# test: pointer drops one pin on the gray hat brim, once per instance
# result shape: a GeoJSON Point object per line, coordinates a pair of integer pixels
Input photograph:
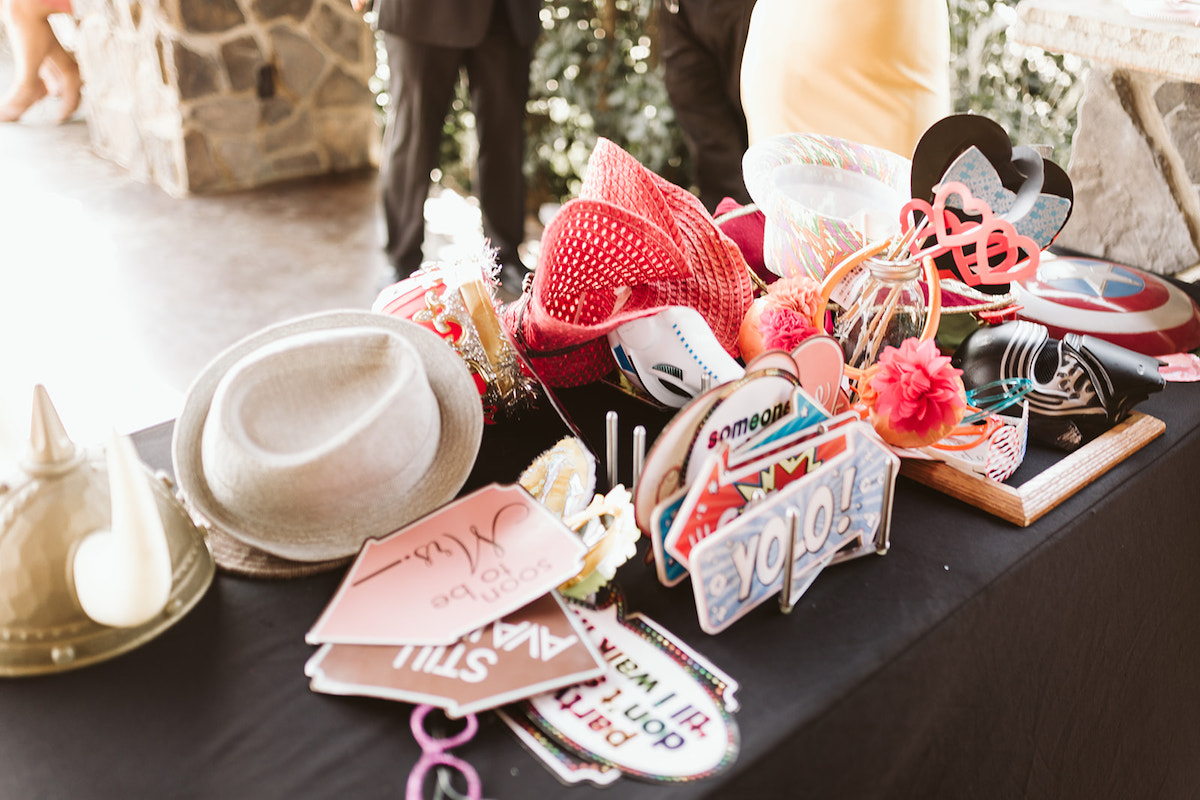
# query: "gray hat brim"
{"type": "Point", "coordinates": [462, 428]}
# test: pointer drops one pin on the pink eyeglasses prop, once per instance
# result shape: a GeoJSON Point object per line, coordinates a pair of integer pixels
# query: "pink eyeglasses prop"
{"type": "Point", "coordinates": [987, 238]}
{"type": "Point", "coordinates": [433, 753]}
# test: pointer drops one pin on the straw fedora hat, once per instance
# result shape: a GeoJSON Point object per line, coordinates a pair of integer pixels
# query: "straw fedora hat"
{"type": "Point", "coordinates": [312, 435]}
• • • •
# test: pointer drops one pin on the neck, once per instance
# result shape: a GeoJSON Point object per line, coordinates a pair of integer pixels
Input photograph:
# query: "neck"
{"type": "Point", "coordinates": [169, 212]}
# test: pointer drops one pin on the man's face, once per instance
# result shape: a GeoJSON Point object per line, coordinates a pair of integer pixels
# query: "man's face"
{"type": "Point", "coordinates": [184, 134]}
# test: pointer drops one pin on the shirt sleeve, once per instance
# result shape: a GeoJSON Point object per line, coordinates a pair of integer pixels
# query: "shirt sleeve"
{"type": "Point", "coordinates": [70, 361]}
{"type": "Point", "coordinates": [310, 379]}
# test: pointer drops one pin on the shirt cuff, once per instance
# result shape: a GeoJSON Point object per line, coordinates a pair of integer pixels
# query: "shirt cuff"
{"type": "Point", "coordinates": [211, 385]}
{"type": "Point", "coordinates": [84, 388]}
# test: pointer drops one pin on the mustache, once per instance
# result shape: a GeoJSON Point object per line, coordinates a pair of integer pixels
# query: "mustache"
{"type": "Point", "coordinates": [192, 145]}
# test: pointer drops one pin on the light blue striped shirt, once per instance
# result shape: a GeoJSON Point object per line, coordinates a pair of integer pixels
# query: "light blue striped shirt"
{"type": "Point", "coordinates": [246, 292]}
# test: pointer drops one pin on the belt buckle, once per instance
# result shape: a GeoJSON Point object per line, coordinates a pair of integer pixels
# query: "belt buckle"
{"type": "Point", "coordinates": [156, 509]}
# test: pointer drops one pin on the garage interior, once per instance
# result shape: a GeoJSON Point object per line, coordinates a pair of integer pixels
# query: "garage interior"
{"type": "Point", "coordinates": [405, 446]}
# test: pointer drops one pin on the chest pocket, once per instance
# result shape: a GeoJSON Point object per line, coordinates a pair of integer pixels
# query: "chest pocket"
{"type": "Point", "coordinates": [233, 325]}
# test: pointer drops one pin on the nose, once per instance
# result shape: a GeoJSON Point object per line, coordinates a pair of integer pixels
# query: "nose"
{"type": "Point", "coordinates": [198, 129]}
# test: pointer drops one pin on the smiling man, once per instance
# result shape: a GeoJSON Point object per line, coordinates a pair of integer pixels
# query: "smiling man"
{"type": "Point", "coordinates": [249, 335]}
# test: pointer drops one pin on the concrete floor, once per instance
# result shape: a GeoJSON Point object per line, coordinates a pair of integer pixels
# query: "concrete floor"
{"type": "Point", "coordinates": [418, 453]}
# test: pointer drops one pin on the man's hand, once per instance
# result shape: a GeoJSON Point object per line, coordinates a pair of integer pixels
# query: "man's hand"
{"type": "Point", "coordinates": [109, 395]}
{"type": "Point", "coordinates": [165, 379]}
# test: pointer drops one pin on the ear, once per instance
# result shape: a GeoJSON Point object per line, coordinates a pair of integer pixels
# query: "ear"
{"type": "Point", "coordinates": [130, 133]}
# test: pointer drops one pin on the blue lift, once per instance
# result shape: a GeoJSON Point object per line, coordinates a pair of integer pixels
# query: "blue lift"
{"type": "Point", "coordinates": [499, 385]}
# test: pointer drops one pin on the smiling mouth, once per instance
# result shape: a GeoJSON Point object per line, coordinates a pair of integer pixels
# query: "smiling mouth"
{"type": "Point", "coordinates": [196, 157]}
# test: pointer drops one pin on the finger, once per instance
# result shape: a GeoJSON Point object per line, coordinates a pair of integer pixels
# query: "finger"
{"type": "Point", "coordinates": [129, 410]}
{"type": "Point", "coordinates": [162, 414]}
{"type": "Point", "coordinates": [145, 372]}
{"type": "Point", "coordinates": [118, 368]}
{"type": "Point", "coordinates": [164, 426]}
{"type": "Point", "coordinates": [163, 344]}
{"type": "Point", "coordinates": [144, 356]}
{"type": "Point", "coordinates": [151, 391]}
• • • •
### [DO THIS]
State how many lines of the records above contain the string "chest". Give only the number.

### [THE COMPLETED TASK]
2